- Required work: Down to the final line, print the records again exactly.

↓↓↓

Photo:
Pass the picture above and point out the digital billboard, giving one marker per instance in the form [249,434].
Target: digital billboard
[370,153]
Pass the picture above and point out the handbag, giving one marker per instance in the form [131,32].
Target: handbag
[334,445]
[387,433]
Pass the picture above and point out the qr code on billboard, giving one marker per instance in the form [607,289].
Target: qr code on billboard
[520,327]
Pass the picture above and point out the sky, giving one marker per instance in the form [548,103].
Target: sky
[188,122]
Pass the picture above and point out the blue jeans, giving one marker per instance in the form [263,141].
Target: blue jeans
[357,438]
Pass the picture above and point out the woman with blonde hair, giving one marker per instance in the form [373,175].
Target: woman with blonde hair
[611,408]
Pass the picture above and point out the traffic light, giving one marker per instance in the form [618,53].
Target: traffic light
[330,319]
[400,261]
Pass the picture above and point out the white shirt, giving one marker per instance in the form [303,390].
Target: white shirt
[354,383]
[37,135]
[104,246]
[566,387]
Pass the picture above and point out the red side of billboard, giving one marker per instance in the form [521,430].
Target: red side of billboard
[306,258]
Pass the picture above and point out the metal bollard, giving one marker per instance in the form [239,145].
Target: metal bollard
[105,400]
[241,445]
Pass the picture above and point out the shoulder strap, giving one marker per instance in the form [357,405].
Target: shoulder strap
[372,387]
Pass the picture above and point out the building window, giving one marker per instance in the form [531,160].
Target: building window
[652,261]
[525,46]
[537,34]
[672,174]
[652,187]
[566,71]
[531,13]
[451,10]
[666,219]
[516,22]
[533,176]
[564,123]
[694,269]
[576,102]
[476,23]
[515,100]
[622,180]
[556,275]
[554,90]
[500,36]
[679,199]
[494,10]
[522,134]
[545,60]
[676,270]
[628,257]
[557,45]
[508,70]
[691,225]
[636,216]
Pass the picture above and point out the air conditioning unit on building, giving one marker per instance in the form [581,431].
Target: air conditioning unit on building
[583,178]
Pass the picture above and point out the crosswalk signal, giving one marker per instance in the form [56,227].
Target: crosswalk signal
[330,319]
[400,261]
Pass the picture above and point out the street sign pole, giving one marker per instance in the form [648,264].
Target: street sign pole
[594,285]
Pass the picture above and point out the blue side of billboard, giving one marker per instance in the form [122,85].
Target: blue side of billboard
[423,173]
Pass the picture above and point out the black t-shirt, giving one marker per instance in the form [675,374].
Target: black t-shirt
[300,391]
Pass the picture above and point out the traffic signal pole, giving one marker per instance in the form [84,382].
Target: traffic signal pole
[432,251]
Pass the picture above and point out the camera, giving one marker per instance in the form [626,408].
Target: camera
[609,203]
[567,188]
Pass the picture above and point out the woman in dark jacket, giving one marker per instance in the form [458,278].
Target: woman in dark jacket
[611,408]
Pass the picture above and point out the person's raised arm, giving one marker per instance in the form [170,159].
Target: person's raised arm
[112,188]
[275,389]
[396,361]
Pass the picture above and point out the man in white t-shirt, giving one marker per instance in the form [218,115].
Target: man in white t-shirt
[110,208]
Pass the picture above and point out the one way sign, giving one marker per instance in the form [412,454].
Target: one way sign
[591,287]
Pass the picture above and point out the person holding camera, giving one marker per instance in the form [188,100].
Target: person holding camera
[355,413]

↑↑↑

- Output below:
Photo:
Pass the picture above and point out the digital billboard, giving one marker per instance in the form [249,434].
Target: digital billboard
[370,153]
Pass the picture above and point out the handbag, giving one marker per instance in the form [131,32].
Target: handbag
[334,445]
[387,433]
Pass the picture above and point out the qr code on billboard, giving one marker per instance in the form [607,289].
Target: qr code on billboard
[520,327]
Pass the picture above and point out the sky, giving one marker per instance in the form [548,103].
Target: sky
[188,122]
Pass the picture above and point out the blue jeans, giving one marker per instance in the form [263,141].
Target: blue jeans
[357,438]
Pass the picture above and point out the woman with blonde hair, giving one marker per instance in the form [373,175].
Target: woman with blonde hair
[611,408]
Pass the picture above and point out the traffic light, giving one marker per instance in the form [618,53].
Target: traffic light
[330,319]
[400,261]
Pass the picture above and point out the white shirt, giving one marker per instance in the form [303,390].
Target: white shirt
[354,383]
[37,135]
[104,246]
[566,387]
Pass the picture above and point out the red side of billboard, giving one marker per instance in the form [521,430].
Target: red side of billboard
[306,258]
Pass the picture above and point out the metal bollard, giving one marker per instance in the form [239,145].
Target: metal bollard
[105,400]
[241,445]
Pass the picture above and point out the shoulder strap, giving one marker per instance in the form [357,405].
Target: shoulder strap
[372,387]
Pass the picture above and point out the building window, giving one marker per instance in the form [531,160].
Target: building window
[652,261]
[525,46]
[537,34]
[672,174]
[652,187]
[566,71]
[531,13]
[451,10]
[666,219]
[516,22]
[533,176]
[564,123]
[694,269]
[576,102]
[476,23]
[515,100]
[622,180]
[556,275]
[554,90]
[500,36]
[679,199]
[494,10]
[522,134]
[545,60]
[676,270]
[628,257]
[557,45]
[508,70]
[691,225]
[636,216]
Pass the picture above and point out the air conditioning unit on building, giving one marker per instance in the form [581,431].
Target: air conditioning unit on building
[583,178]
Pass the picture above and point out the crosswalk signal, giving one marker per instance in the form [56,227].
Target: crosswalk signal
[330,319]
[400,261]
Pass the picture above and point out the street sign pole, giving one marker per instance in the form [648,264].
Target: street sign pole
[594,285]
Pass the picture above and point out the blue side of billboard, giving one marker per instance in the form [122,85].
Target: blue side of billboard
[423,173]
Pass the picture above and point out the black t-shirt, giving one marker per instance in the form [675,374].
Target: black t-shirt
[300,391]
Pass the picture above and point out the traffic signal pole, giving one marker per instance in the form [84,382].
Target: traffic signal pole
[432,251]
Pass the picture above and point out the camera, giving one marker per instance in the form [626,408].
Target: camera
[609,203]
[567,188]
Pass the picture above and point out the woman in dark jacket, giving one marker per instance in the form [458,278].
Target: woman in dark jacket
[611,408]
Pass the picture above and point out the person's raised arm, giving one marker per instance in the form [170,159].
Target: person's raised arm
[112,188]
[275,389]
[396,361]
Pass the picture above and point out the man in white t-shirt, giving one marker per instance in the form [218,115].
Target: man in white t-shirt
[110,208]
Pass the picture above and point out the one way sign, giving one marker per instance in the form [412,454].
Target: one way sign
[591,287]
Pass the picture above and point out the person holding camera, giving one marker per instance in the form [188,100].
Target: person holding camera
[355,413]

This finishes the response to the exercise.